What lines below contain the string "dress"? List them all.

Data to examine:
<<<<

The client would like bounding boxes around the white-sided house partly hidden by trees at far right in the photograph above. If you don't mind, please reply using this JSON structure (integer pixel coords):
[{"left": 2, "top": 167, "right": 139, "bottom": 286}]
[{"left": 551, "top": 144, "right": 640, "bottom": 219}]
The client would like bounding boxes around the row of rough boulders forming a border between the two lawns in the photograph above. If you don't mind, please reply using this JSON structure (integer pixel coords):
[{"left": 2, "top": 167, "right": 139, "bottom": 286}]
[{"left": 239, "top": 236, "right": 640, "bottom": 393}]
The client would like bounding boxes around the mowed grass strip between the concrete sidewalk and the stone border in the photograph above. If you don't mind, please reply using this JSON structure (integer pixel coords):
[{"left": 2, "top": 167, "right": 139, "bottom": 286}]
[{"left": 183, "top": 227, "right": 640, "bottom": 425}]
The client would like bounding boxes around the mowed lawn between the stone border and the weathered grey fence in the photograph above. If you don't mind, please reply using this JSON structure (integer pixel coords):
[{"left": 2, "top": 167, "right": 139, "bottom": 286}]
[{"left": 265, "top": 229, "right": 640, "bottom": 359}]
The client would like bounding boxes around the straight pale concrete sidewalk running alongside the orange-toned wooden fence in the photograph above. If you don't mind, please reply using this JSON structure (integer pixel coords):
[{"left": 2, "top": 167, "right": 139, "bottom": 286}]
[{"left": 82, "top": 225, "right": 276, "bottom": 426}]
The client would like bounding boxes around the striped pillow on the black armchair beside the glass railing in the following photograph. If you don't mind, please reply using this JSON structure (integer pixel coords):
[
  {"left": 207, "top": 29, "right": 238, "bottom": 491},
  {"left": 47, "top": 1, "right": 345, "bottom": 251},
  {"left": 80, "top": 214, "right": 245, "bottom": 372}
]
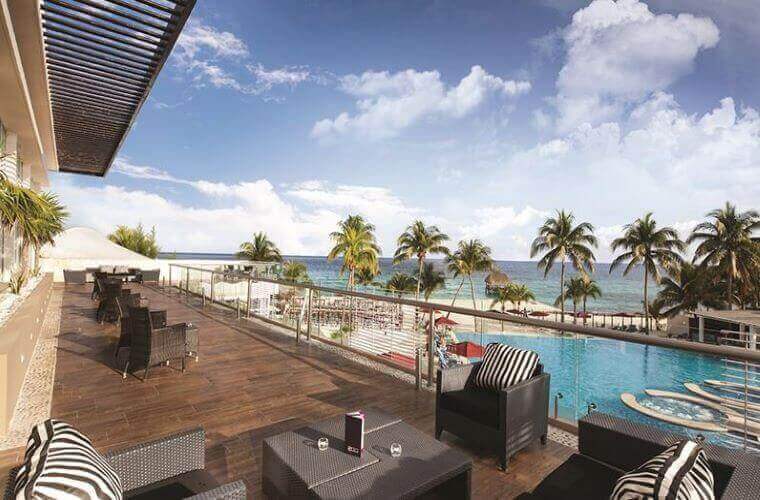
[{"left": 475, "top": 343, "right": 538, "bottom": 391}]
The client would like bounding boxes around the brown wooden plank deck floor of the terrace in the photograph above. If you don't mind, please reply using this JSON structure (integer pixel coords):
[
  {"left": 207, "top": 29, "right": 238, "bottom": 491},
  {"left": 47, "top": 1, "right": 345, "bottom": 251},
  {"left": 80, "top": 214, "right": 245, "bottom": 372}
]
[{"left": 0, "top": 285, "right": 572, "bottom": 498}]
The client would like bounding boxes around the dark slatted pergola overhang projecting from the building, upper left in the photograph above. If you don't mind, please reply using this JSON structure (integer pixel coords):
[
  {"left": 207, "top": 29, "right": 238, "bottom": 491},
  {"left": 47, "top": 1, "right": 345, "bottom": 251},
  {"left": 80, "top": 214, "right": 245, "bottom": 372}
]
[{"left": 42, "top": 0, "right": 195, "bottom": 176}]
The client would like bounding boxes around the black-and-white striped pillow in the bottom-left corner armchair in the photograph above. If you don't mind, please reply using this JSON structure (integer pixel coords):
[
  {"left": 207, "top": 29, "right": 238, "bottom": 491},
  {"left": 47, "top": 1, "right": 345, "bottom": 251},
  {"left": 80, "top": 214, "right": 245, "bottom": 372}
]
[{"left": 13, "top": 420, "right": 122, "bottom": 500}]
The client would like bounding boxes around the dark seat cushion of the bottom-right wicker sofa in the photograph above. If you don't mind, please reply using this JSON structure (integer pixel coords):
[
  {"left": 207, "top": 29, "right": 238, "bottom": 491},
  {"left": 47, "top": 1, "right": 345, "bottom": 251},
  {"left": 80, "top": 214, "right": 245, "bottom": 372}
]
[{"left": 531, "top": 454, "right": 623, "bottom": 500}]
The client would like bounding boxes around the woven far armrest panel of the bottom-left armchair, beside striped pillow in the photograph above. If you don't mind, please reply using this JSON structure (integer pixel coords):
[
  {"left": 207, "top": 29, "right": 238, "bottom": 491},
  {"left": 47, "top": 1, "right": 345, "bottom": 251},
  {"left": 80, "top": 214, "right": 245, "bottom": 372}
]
[{"left": 105, "top": 427, "right": 206, "bottom": 491}]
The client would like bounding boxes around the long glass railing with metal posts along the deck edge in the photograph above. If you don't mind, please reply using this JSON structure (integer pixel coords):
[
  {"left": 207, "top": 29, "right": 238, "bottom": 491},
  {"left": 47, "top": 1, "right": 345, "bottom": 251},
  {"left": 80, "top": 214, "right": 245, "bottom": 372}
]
[{"left": 163, "top": 265, "right": 760, "bottom": 452}]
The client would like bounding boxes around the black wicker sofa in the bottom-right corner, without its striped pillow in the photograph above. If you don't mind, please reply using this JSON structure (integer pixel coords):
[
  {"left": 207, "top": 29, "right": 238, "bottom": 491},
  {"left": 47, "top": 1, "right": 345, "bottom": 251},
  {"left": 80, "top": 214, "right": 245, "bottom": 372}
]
[{"left": 518, "top": 412, "right": 760, "bottom": 500}]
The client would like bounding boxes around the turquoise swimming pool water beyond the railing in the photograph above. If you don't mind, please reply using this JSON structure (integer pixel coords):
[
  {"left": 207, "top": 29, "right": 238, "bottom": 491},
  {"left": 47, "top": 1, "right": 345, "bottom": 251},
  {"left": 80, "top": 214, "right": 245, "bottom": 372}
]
[{"left": 456, "top": 333, "right": 744, "bottom": 444}]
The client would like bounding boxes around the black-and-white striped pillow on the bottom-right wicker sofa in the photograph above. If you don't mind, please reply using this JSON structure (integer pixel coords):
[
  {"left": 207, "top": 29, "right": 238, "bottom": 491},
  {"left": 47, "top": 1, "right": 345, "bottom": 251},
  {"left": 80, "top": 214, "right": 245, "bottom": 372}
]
[{"left": 610, "top": 440, "right": 715, "bottom": 500}]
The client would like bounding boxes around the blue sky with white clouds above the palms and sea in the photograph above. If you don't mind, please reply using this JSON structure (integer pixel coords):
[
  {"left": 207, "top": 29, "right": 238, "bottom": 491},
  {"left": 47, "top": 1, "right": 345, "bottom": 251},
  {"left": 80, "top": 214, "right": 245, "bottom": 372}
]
[{"left": 51, "top": 0, "right": 760, "bottom": 262}]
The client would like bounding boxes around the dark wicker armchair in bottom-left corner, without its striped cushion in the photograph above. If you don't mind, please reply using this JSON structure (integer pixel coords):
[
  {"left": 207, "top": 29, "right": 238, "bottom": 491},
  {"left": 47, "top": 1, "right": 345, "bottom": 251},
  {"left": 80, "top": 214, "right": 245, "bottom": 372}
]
[{"left": 4, "top": 428, "right": 246, "bottom": 500}]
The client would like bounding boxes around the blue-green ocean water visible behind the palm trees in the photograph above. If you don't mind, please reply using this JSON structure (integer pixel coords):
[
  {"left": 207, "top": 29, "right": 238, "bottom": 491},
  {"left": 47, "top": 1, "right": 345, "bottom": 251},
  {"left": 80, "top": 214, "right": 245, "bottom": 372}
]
[{"left": 159, "top": 252, "right": 657, "bottom": 312}]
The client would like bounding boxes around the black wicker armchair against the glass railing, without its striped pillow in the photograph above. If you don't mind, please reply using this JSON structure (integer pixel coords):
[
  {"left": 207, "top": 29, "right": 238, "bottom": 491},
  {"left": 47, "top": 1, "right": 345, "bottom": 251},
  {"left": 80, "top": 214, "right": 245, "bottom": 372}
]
[{"left": 435, "top": 361, "right": 549, "bottom": 470}]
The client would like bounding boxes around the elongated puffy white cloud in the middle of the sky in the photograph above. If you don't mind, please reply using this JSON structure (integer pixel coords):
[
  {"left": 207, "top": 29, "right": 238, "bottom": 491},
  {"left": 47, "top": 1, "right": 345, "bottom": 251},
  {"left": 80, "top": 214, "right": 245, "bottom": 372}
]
[{"left": 312, "top": 66, "right": 531, "bottom": 139}]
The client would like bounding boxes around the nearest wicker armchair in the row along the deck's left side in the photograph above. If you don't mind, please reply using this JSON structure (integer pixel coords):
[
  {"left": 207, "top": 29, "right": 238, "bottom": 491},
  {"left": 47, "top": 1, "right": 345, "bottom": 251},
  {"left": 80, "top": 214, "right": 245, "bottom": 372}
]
[{"left": 122, "top": 307, "right": 187, "bottom": 381}]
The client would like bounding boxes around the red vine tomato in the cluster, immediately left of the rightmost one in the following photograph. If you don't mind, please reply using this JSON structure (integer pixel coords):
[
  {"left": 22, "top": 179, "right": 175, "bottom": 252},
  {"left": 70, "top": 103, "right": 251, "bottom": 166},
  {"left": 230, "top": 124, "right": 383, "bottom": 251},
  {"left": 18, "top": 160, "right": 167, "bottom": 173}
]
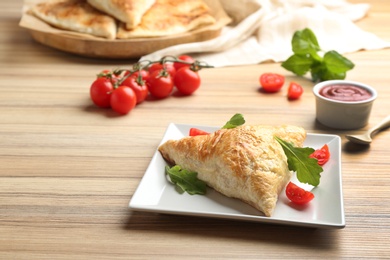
[{"left": 147, "top": 70, "right": 173, "bottom": 99}]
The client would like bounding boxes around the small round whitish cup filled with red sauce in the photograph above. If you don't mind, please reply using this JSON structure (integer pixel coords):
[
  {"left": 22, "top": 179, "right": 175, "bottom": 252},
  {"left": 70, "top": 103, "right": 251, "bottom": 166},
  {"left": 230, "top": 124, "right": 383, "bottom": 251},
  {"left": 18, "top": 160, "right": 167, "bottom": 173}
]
[{"left": 313, "top": 80, "right": 377, "bottom": 129}]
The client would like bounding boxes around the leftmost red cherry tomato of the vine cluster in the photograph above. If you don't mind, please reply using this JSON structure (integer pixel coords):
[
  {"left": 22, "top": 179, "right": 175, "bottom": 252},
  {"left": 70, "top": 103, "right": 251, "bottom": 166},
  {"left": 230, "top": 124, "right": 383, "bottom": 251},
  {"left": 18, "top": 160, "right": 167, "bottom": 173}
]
[{"left": 89, "top": 77, "right": 114, "bottom": 107}]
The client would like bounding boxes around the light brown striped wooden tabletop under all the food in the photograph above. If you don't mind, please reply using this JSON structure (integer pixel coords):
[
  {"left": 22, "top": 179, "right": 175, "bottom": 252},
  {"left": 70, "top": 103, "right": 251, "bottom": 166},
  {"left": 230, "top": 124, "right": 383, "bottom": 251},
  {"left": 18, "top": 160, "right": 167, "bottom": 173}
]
[{"left": 0, "top": 0, "right": 390, "bottom": 259}]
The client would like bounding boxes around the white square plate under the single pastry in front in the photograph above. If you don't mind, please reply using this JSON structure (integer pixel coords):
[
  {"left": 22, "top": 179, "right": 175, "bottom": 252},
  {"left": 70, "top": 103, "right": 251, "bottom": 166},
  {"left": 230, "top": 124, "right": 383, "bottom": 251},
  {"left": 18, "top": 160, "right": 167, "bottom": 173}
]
[{"left": 129, "top": 123, "right": 345, "bottom": 228}]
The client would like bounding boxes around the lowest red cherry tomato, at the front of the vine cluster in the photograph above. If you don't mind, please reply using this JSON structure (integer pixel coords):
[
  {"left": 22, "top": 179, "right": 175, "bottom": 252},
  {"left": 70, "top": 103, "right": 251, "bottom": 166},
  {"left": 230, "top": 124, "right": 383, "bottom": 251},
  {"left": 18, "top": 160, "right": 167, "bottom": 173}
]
[{"left": 110, "top": 86, "right": 137, "bottom": 114}]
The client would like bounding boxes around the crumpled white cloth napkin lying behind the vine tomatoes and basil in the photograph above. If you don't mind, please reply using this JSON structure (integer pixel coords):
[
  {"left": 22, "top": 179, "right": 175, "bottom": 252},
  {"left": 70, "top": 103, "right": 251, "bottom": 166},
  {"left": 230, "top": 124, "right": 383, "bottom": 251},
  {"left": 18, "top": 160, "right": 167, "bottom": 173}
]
[{"left": 140, "top": 0, "right": 390, "bottom": 67}]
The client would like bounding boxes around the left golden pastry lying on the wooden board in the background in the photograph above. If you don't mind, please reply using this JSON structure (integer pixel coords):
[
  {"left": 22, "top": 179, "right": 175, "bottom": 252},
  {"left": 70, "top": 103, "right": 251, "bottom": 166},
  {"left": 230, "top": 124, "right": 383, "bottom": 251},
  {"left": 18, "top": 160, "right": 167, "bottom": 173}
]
[{"left": 31, "top": 0, "right": 117, "bottom": 39}]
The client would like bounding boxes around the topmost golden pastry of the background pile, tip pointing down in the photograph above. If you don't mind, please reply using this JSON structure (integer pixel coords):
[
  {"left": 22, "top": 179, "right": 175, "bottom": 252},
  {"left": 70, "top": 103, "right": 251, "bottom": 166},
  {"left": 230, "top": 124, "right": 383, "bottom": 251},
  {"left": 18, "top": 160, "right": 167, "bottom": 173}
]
[{"left": 87, "top": 0, "right": 156, "bottom": 29}]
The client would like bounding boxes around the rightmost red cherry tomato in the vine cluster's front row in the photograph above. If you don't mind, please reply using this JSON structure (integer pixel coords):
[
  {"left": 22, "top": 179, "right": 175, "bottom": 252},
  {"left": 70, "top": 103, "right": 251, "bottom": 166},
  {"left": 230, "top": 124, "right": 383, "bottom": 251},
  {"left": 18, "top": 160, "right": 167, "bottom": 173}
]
[{"left": 174, "top": 67, "right": 200, "bottom": 95}]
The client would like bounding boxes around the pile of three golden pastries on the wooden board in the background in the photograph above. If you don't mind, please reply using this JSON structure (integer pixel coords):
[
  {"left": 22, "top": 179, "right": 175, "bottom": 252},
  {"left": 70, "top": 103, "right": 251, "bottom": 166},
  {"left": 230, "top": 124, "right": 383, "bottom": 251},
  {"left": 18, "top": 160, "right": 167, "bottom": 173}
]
[{"left": 31, "top": 0, "right": 216, "bottom": 39}]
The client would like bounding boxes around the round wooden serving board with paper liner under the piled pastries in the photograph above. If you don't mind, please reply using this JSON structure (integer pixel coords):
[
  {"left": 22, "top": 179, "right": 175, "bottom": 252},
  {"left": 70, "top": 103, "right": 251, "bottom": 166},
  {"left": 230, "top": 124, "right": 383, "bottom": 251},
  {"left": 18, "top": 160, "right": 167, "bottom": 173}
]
[{"left": 19, "top": 0, "right": 231, "bottom": 59}]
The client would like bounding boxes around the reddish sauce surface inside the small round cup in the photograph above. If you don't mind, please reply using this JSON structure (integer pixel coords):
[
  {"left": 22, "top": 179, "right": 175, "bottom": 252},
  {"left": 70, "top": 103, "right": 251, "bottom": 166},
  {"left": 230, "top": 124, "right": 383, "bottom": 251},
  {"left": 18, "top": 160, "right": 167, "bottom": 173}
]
[{"left": 320, "top": 84, "right": 372, "bottom": 102}]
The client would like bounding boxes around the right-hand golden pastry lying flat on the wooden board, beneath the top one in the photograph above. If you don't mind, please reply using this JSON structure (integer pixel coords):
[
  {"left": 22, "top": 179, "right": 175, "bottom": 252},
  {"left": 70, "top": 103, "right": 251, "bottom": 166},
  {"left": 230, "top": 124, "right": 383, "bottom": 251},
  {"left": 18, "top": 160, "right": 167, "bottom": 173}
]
[{"left": 117, "top": 0, "right": 216, "bottom": 39}]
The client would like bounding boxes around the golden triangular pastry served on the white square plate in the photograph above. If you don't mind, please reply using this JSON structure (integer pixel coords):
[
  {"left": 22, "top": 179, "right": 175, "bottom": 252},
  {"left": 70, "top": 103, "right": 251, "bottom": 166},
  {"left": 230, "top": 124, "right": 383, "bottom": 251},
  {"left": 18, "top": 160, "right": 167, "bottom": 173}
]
[{"left": 158, "top": 125, "right": 306, "bottom": 217}]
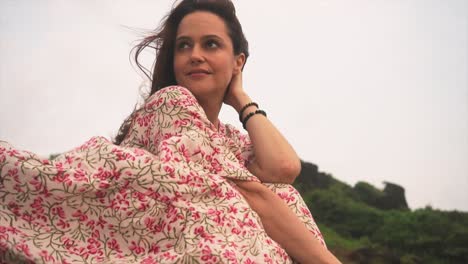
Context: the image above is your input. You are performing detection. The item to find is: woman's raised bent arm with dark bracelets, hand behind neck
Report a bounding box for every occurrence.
[224,73,301,184]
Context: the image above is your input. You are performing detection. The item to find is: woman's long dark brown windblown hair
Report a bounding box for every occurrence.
[114,0,249,145]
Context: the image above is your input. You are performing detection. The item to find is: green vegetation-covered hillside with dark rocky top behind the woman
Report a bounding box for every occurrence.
[295,162,468,264]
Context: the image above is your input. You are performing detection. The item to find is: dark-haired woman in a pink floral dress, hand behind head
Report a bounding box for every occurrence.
[0,0,338,263]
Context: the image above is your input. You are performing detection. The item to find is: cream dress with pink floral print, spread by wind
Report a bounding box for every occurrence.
[0,86,325,263]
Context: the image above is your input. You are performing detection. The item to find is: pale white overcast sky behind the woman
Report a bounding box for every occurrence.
[0,0,468,211]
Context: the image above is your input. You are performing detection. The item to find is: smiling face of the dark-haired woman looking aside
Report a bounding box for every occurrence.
[174,11,244,103]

>>>>

Solved problem:
Context: the image above is your input. You are performing detection. The item to find is: dark-haired woman in a pink floral dress, hand behind head
Context: the image above is your input. You are performing detection. The item to find is: cream dress with pink floral print, spread by wind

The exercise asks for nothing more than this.